(Region pointing data)
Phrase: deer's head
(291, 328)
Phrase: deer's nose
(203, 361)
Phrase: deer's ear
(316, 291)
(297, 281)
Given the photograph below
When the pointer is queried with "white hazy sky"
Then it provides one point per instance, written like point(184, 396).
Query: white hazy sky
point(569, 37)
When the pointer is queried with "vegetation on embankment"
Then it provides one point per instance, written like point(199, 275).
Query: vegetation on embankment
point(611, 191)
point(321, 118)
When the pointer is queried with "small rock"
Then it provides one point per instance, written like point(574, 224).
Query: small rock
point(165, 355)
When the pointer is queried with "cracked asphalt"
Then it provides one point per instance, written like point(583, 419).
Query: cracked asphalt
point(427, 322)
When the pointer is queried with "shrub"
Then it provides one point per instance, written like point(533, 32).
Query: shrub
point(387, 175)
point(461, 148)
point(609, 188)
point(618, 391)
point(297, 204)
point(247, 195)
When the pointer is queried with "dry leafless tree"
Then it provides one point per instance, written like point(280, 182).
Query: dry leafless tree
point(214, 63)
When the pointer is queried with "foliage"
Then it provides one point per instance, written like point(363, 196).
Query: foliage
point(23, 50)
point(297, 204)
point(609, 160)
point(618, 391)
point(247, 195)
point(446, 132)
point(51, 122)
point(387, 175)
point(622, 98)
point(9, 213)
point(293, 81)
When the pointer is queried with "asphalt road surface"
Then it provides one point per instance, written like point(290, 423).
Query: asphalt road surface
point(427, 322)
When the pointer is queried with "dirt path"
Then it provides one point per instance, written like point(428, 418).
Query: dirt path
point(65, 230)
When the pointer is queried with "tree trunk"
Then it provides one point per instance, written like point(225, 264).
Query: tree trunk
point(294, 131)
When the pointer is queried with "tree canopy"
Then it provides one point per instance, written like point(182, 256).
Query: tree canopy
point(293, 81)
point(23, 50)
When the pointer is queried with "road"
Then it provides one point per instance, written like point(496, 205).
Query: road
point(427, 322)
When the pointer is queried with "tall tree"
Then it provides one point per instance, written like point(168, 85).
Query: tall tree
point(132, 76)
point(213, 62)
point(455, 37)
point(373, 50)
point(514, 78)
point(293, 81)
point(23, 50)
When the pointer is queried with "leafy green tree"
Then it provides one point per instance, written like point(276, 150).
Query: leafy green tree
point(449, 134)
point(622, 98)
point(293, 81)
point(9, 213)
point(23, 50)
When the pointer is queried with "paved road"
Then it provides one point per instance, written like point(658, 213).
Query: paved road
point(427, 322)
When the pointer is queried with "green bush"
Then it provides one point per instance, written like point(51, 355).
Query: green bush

» **Exercise details**
I need each line of the entries that holds the string "bush" located and copied.

» **Output for this task**
When the pointer is queried with "green bush"
Query: green bush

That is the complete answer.